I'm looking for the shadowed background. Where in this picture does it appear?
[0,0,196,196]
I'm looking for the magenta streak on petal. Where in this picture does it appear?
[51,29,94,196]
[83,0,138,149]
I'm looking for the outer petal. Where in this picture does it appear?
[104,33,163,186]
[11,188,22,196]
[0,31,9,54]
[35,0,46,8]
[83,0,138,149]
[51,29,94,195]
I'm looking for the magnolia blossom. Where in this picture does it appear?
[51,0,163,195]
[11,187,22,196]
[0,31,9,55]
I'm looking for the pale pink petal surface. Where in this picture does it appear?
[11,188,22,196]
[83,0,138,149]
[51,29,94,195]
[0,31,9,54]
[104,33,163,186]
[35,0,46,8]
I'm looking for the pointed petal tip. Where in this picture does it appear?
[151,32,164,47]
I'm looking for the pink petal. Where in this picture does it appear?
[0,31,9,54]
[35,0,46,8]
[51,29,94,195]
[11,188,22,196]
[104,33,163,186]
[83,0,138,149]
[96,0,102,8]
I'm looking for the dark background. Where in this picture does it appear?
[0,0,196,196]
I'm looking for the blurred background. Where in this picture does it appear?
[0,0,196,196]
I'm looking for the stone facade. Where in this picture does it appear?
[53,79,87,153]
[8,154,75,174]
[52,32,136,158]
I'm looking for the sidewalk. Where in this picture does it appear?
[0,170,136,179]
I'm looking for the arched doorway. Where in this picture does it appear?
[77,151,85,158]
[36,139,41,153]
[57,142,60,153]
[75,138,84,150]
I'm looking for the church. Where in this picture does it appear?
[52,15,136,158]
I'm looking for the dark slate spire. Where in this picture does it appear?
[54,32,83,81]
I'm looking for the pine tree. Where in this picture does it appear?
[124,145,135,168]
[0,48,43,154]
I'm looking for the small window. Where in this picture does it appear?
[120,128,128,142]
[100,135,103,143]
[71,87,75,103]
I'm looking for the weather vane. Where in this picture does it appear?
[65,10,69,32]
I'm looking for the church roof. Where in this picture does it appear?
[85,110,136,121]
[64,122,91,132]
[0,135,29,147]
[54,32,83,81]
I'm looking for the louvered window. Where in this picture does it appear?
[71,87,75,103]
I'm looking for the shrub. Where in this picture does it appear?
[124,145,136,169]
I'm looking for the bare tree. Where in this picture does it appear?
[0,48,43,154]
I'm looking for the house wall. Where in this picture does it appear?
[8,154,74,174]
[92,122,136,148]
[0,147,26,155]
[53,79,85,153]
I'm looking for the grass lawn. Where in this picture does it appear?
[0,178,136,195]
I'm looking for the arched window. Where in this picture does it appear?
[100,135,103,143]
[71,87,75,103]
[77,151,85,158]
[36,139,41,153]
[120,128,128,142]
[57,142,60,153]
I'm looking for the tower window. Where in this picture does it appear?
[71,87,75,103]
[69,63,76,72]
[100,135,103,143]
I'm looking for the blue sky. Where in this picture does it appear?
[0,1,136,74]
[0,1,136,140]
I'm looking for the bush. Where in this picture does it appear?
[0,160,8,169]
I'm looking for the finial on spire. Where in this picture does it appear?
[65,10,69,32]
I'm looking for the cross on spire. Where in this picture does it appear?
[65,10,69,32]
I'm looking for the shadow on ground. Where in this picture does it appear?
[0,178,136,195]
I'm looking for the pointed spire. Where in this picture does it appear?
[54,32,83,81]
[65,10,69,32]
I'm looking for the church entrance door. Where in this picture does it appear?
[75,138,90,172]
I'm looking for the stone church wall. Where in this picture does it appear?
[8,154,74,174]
━━━━━━━━━━━━━━━━
**Goal of the exercise**
Can you write out the whole listing above again, switching every "church" to "chapel" and leaving everything else as it is?

**Output**
I'm looking for the shadowed background. Where in this picture does it appear?
[0,0,196,196]
I'm looking for the magenta streak on petal. Where in this picture does it appear?
[51,29,94,196]
[83,0,138,149]
I'm looking for the outer petal. Where in this picture does it appear?
[104,33,163,186]
[11,188,22,196]
[0,31,9,54]
[35,0,46,8]
[83,0,138,149]
[51,29,94,195]
I'm looking for the magnolia blossom. Where in this picture does it appear?
[51,0,163,195]
[11,187,22,196]
[0,31,9,55]
I'm looking for the pale pink petal surface. Where in this picture does it appear?
[11,188,22,196]
[83,0,138,149]
[51,29,94,195]
[0,31,9,54]
[104,33,163,186]
[35,0,46,8]
I'm looking for the pointed petal tip. Where in this picture does it appear?
[151,32,164,47]
I'm looking for the pink petal. Where in this picture does it appear?
[0,31,9,54]
[35,0,46,8]
[51,29,94,195]
[11,188,22,196]
[104,33,163,186]
[83,0,138,149]
[96,0,102,8]
I'm looking for the dark background. Where in this picture does it appear?
[0,0,196,196]
I'm looking for the blurred background. Where in this picture does it appear?
[0,0,196,196]
I'm looking for the stone facade. Where in this picture does it appear?
[53,79,87,153]
[8,154,75,174]
[52,32,136,158]
I'm looking for the sidewalk. Where in this picture does it appear?
[0,170,136,179]
I'm looking for the arched doorway. Where in this picture does it appear?
[77,151,85,158]
[36,139,41,153]
[57,142,60,153]
[75,138,84,150]
I'm looking for the chapel. Where in this picture does it appear?
[52,15,136,158]
I'm looking for the dark slate spire. Where in this picture does it appear?
[54,32,83,81]
I'm looking for the pine tree. Where in this picture does it appear?
[124,145,135,168]
[0,48,43,154]
I'm looking for the small window. Where in this picture does it appear?
[120,128,128,142]
[100,135,103,143]
[71,87,75,103]
I'm looking for the weather vane. Where in this picture does it appear?
[65,10,69,32]
I'm looking for the chapel roof. Where in this picture does it appear?
[85,110,136,121]
[64,122,91,132]
[0,135,29,147]
[54,32,83,81]
I'm looking for the louvered window. Where in this picture does it appear?
[71,87,75,103]
I'm looking for the shrub. Where in this picture does it appear?
[124,145,136,169]
I'm looking for the bare tree. Where in this picture does it appear?
[0,48,43,154]
I'm looking for the house wall. Where in this picture does it appear?
[8,154,74,174]
[92,122,136,148]
[0,147,26,155]
[53,79,85,153]
I'm looking for the grass lawn. Where in this picture does it appear?
[0,178,136,195]
I'm looking for the arched window. Where in this picture does it appear?
[100,135,103,143]
[71,87,75,103]
[77,151,85,158]
[36,139,41,153]
[120,128,128,142]
[57,142,60,153]
I'm looking for the tower window. Where in this picture does it appear?
[71,87,75,103]
[69,63,76,72]
[100,135,103,143]
I'm looking for the blue sky. Where in this picture does it appear?
[0,1,136,74]
[0,1,136,140]
I'm looking for the bush. Where in this picture does it appear?
[0,160,8,169]
I'm looking for the finial on spire. Where in this picture does it appear?
[65,10,69,32]
I'm looking for the cross on spire. Where in this picture does it appear?
[65,10,69,32]
I'm looking for the shadow on ground. Where in this picture does it appear?
[0,178,136,195]
I'm looking for the pointed spire. Where in this picture does it appear?
[54,32,83,81]
[65,10,69,32]
I'm looking for the chapel entrance door. Where in this picture does it appear?
[75,138,90,172]
I'm looking for the stone chapel wall. Where in this picture does it appear?
[8,154,74,174]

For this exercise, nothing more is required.